Kutipan Halaman:
● ● ● ● ● ● ●
Upacara segera dimulai. Udara dingin yang menyapa kulit membuat suasana jadi khidmat.
Komandan upacara dari TNI memberi aba-aba. Ribuan pendaki yang mayoritas pemuda merapat ke lapangan. Epyardi menjadi Pembina upacara.
Detik-detik bendera merah putih dikibarkan oleh Paskibra, sikap hormat para pemuda yang hadir tak kalah tegap dengan TNI dan Polri yang hadir.
Suasana yang sakral memicu haru ketika nyanyian Indonesia Raya dikumandangkan. Tak sedikit dari pemuda yang hadir berlinang air mata. Termasuk Emiko yang menitikkan air matanya.
“Ini pengalaman berharga. Upacara itu sangat mengharukan. Saat menghayati lagu Indonesia Raya tanpa sadar saya meneteskan air mata haru,”ucap Emiko.
Sementara Epyardi Asda menyampaikan, sejarah mesti ditorehkan. Bahkan untuk mencapainya mesti ada perjuangan.
Dengan melihat perjuangan untuk sejarah tersebut, Epyardi Asda beserta istrinya Emiko terpacu dan tak mau kalah dengan yang para pemuda lainnya.
Di usia yang tak lagi muda ia ingin menunjukkan, bahwa untuk mencapai puncak diperlukan tekad dan semangat yang kuat.
Sebagai kepada daerah Epyadi menyampaikan, bahwa perjuangan untuk mendaki Gunung Talang ada apa-apanya jika dibandingkan dengan perjuangan para pahlawan yang mempertaruhkan nyawa dan harta demi anak, cucu merasakan kemerdekaan.
● ● ● ● ● ● ●
Data Terkumpul:
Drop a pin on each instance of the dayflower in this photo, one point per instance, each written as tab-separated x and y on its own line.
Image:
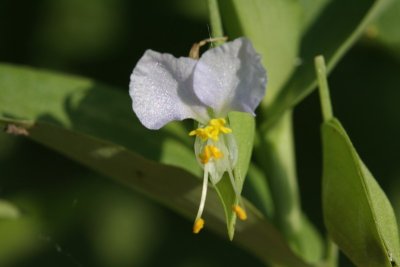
● ● ● ● ● ● ●
Tugas Tertulis:
#1 Menurut kutipan halaman tentang upacara bendera, siapa yang menjadi pembina upacara?
#2 Salin kata demi kata bagian kutipan halaman tentang upacara bendera antara "Detik-detik bendera merah" dan "menitikkan air matanya.", keduanya termasuk.

Jawaban per Tugas:
#1 Epyardi menjadi pembina upacara.

#2
Detik-detik bendera merah putih dikibarkan oleh Paskibra, sikap hormat para pemuda yang hadir tak kalah tegap dengan TNI dan Polri yang hadir.
Suasana yang sakral memicu haru ketika nyanyian Indonesia Raya dikumandangkan. Tak sedikit dari pemuda yang hadir berlinang air mata. Termasuk Emiko yang menitikkan air matanya.